- _EXERCISE DIRECTIONS_: Reproduce every one of the records below word for word, with nothing changed.

***** GIVEN RECORDS *****

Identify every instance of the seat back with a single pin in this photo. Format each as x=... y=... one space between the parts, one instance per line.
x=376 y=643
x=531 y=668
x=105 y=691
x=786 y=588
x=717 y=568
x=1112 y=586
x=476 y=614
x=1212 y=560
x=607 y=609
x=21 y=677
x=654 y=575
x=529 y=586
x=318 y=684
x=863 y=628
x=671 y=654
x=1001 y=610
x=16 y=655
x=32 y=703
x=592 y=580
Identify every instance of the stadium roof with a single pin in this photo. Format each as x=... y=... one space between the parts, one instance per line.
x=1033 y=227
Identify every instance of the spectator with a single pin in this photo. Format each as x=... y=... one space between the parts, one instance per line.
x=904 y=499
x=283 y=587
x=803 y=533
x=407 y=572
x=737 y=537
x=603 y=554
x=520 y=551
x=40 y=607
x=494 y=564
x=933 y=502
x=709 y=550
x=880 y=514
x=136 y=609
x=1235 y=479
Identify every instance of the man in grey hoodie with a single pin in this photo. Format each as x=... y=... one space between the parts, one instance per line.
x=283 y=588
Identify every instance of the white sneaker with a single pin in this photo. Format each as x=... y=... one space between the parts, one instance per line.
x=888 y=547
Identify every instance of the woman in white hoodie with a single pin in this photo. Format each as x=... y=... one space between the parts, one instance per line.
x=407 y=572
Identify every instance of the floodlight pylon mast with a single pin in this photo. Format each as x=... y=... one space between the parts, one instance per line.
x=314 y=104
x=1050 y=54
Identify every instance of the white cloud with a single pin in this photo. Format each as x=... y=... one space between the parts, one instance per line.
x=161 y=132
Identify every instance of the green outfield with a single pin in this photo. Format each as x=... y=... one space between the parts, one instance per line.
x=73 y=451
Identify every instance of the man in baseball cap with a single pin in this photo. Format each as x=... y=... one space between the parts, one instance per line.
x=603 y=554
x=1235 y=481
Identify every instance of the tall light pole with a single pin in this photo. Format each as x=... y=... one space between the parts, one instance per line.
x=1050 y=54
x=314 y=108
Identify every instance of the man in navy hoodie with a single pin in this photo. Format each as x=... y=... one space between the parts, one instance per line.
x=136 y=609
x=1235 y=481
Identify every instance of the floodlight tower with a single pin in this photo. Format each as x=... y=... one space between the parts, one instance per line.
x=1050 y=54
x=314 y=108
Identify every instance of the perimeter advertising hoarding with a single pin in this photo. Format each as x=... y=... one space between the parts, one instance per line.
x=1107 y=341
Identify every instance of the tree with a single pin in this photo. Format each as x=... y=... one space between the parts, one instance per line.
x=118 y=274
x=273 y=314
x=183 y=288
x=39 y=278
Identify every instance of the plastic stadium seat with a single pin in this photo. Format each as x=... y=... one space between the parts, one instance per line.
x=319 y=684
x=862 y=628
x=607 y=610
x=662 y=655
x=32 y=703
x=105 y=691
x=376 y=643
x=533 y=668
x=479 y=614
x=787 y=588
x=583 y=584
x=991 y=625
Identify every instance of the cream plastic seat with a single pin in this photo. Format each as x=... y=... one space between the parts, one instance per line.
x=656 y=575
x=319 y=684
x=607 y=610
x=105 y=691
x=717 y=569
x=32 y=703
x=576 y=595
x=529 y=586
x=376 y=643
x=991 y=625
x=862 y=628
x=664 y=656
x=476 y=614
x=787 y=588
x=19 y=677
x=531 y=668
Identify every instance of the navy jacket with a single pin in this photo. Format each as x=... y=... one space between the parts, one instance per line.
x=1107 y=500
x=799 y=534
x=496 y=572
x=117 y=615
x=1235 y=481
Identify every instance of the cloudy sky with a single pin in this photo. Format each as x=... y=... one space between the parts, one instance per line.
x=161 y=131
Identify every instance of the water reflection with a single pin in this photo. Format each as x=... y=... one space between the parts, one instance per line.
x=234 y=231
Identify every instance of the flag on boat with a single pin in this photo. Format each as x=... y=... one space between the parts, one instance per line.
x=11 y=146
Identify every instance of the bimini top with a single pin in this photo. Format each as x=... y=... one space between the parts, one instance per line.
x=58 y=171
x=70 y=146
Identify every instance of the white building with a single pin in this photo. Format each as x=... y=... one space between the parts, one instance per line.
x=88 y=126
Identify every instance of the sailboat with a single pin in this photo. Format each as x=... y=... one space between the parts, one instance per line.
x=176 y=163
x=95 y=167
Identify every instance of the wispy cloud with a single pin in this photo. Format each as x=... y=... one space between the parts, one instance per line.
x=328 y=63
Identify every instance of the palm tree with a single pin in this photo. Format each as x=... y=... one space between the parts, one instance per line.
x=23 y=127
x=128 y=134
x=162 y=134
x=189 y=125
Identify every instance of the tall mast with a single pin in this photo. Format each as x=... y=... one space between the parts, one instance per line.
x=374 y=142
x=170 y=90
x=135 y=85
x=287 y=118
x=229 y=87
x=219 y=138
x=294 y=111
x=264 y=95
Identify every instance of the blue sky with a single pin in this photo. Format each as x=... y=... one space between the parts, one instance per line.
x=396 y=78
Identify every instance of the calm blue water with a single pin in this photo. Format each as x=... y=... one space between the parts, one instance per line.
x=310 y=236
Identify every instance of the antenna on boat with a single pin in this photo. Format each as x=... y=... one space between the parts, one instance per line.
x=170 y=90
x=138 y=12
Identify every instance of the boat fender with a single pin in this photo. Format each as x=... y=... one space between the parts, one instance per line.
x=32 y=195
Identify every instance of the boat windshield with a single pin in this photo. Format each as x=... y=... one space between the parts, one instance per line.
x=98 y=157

*****

- _ANSWER BELOW_:
Identify every instance of the seat back with a single pin in this photo. Format each as x=... y=... one space between the parts, one instance per line.
x=376 y=643
x=531 y=668
x=105 y=691
x=786 y=588
x=717 y=568
x=1112 y=586
x=476 y=614
x=1212 y=560
x=607 y=609
x=21 y=677
x=654 y=575
x=529 y=586
x=318 y=684
x=863 y=628
x=671 y=654
x=1001 y=610
x=16 y=655
x=32 y=703
x=592 y=580
Identify every instance of the stadium roof with a single pin in this photo. Format each as x=... y=... one space between the parts, one instance per line.
x=1033 y=227
Identify every instance of the spectator with a single pin in this photo. Format each as x=... y=... one space between the parts, one instance per line.
x=904 y=499
x=283 y=587
x=803 y=533
x=407 y=572
x=737 y=537
x=603 y=554
x=520 y=551
x=40 y=607
x=494 y=564
x=933 y=502
x=709 y=550
x=880 y=514
x=136 y=609
x=1235 y=479
Identify every instance of the man in grey hoodie with a single pin in this photo. Format each as x=... y=... one space between the parts, one instance per line.
x=283 y=588
Identify every instance of the white sneaker with a single pin in this photo. Format each as x=... y=... one space between the parts, one instance per line.
x=888 y=547
Identify every instance of the woman in white hoodie with a single pin in this photo. Format each as x=... y=... one space between the parts, one instance per line.
x=407 y=572
Identify every instance of the floodlight pylon mast with a single pin in this photo. Format each as x=... y=... one space between the parts, one instance per line.
x=314 y=104
x=1050 y=54
Identify every instance of the white cloud with a single pin in this photo. Format each as x=... y=... one space between the parts, one instance per line.
x=161 y=132
Identify every instance of the green outfield with a single pin in this photo. Format each as x=... y=... one space between the parts, one instance per line.
x=73 y=451
Identify every instance of the man in baseball cap with a single pin in this photo. Format each as x=... y=... one space between the parts, one instance per line.
x=603 y=554
x=1235 y=481
Identify every instance of the tall light pole with a single pin in this photo. Format each as x=... y=... one space between the parts, one instance per line.
x=1050 y=54
x=314 y=108
Identify every instance of the man in navy hoodie with a single pin in this photo. Format each as x=... y=... one space between the parts, one instance per line.
x=136 y=609
x=1235 y=481
Identify every instance of the floodlight tower with a single pin in this photo. Format each as x=... y=... one space between the parts, one instance per line.
x=1050 y=54
x=314 y=108
Identify every instance of the perimeter advertising hoarding with a single pin in this photo. Format each as x=... y=... one space between the parts, one instance per line.
x=1107 y=341
Identify every instance of the tree with a single pin in this photo. Format each as x=... y=... one space between the parts, one instance per line.
x=118 y=274
x=273 y=314
x=183 y=288
x=39 y=278
Identify every instance of the plastic stadium seat with a single pin in this photo. Format each as x=... y=... one space between the parts, one instance per line.
x=319 y=684
x=862 y=628
x=607 y=610
x=662 y=655
x=32 y=703
x=105 y=691
x=376 y=643
x=533 y=668
x=479 y=614
x=787 y=588
x=583 y=584
x=991 y=625
Identify every instance of the cream plastic seat with a single pin in this photo. Format each as x=... y=... one space between the parts, one instance per line.
x=656 y=575
x=319 y=684
x=607 y=610
x=105 y=691
x=717 y=569
x=32 y=703
x=576 y=595
x=529 y=586
x=376 y=643
x=991 y=625
x=862 y=628
x=664 y=656
x=476 y=614
x=787 y=588
x=19 y=677
x=531 y=668
Identify every instance of the navy jacket with a single pin in this photo. Format each as x=... y=... one space between the parts, one instance per line.
x=1107 y=500
x=799 y=534
x=496 y=572
x=117 y=615
x=1235 y=481
Identify every instance of the cloudy sky with a single pin in this photo. Format each as x=... y=... one space between the parts, one instance per line.
x=161 y=131
Identify every instance of the water reflection with a single pin in this photo. Format each as x=... y=... one space between the parts, one instance per line.
x=234 y=231
Identify every instance of the flag on boat with a single pin in this photo. Format each as x=... y=... one space between the parts, one instance per line.
x=11 y=146
Identify every instance of the bimini top with a single pin in this photo. Format each as x=... y=... one space between the parts, one instance per line.
x=58 y=171
x=70 y=146
Identify every instance of the white building with a single pin in this photo. Format each as x=... y=... one space between the parts, one instance per line.
x=88 y=126
Identify every instance of the sailboat with a single pin in this photo. Format each as x=... y=... one space between the parts, one instance per line.
x=176 y=163
x=95 y=167
Identify every instance of the wispy cloud with a single pin in this photo. Format each as x=... y=... one space between the parts, one instance per line.
x=328 y=63
Identify every instance of the palm tree with a single pin in this photo. Format each as x=... y=... one space between the parts, one instance per line.
x=23 y=127
x=128 y=134
x=162 y=134
x=189 y=125
Identify every instance of the tall mast with a single pin in this photo. Format each as x=... y=... one space between the parts, one instance per line.
x=374 y=142
x=170 y=90
x=135 y=85
x=287 y=118
x=229 y=87
x=219 y=138
x=294 y=111
x=264 y=95
Identify every instance of the blue sky with a single pin in this photo. Format each as x=... y=... one space between the parts, one instance per line.
x=396 y=78
Identify every instance of the calm blue water with a single pin in this photo. Format each as x=... y=... one space between the parts, one instance per line.
x=310 y=236
Identify every instance of the antenna on boat with a single pin in this photo. Format each as x=... y=... one space between the parts, one instance per line.
x=170 y=90
x=138 y=12
Identify every instance of the boat fender with a single pin in this photo. Format each as x=... y=... one space between the parts, one instance per line.
x=32 y=195
Identify every instance of the boat windshield with a single pin in this photo. Format each as x=... y=... one space between the parts, one instance per line.
x=98 y=157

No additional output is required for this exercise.